Exercise details: Copy from "Since \(U\left( \Phi" to "time derivative (3.15)." in the passage on inflation below, word for word.

Passage given:

## Start

From this equation we can find the duration of the inflation for our choice of parameters: \(t_{e}\approx 11.6\cdot m_{Pl}/\Lambda ^{2}\).

Since \(U\left( \Phi \right) \propto \Lambda ^{4}\), the Hubble parameter \(H\propto \Lambda ^{2}/m_{Pl}\). Therefore, \(m_{Pl}/\Lambda ^{2}\) is the natural choice of units for t and \(\delta \left( t\right) \) in this model, like \(m^{-1}\) units in \(\Phi ^{2}\)-model, see (3.13).

Now we can find numerically \(\Phi (t)\), H(t), and a(t) at given t, and therefore solve the equation describing the evolution of the field \(\varphi \) (3.10). The boundary conditions as usually are (3.14) and we choose the initial configuration as the domain wall with physical thickness \(\delta _0\) and zero time derivative (3.15).

## End

Stored data:
## Start

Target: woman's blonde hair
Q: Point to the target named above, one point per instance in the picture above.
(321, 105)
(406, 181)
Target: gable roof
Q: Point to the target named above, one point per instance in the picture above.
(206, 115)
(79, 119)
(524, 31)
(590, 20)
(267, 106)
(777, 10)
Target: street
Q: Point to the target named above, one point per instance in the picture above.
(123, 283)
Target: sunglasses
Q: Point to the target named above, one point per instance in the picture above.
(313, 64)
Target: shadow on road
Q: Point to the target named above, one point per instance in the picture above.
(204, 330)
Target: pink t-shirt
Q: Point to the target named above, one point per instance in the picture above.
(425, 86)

## End
## Start

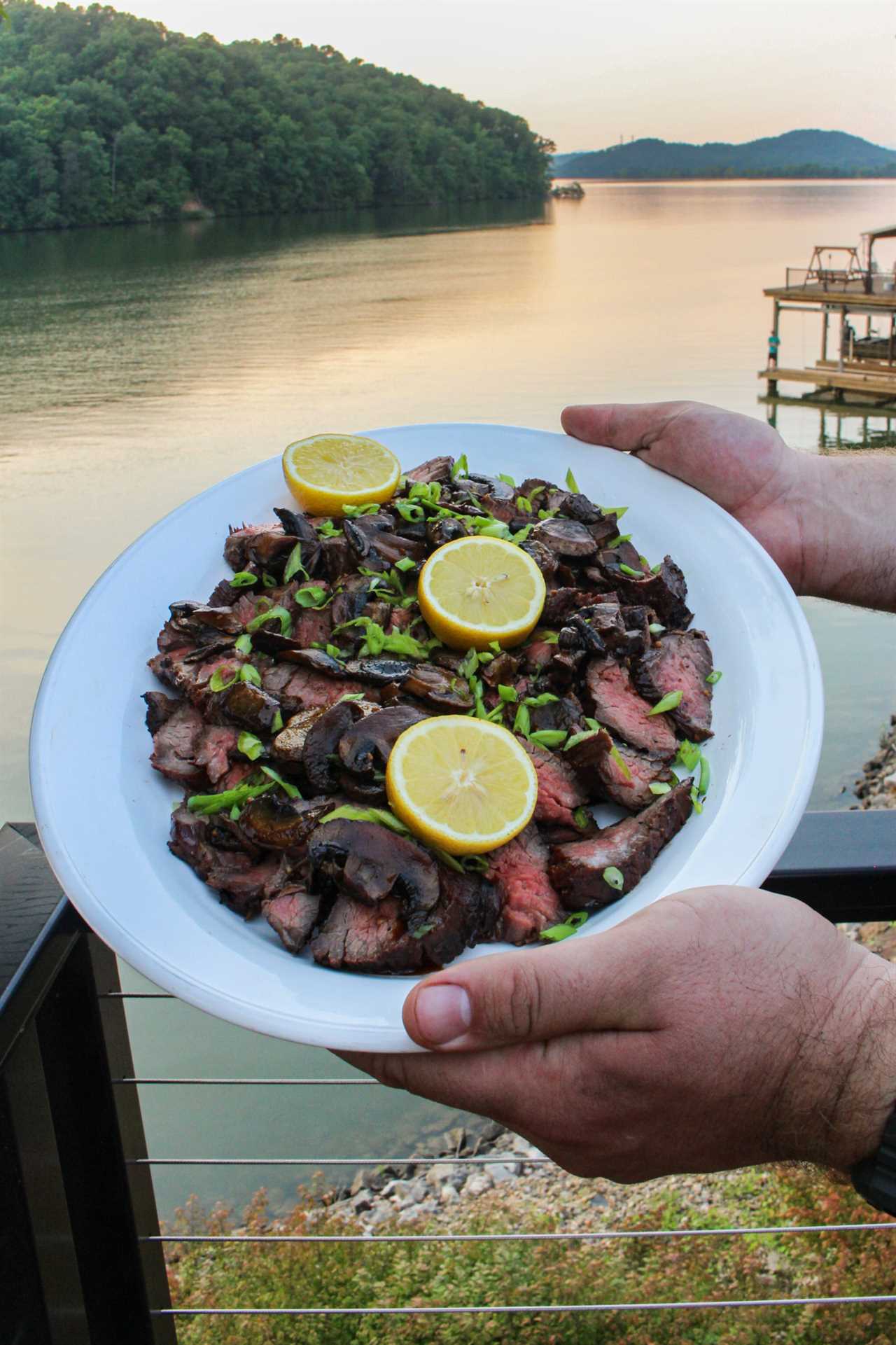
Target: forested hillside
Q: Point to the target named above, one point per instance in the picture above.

## End

Finished task:
Since \(U\left( \Phi \right) \propto \Lambda ^{4}\), the Hubble parameter \(H\propto \Lambda ^{2}/m_{Pl}\). Therefore, \(m_{Pl}/\Lambda ^{2}\) is the natural choice of units for t and \(\delta \left( t\right) \) in this model, like \(m^{-1}\) units in \(\Phi ^{2}\)-model, see (3.13).

Now we can find numerically \(\Phi (t)\), H(t), and a(t) at given t, and therefore solve the equation describing the evolution of the field \(\varphi \) (3.10). The boundary conditions as usually are (3.14) and we choose the initial configuration as the domain wall with physical thickness \(\delta _0\) and zero time derivative (3.15).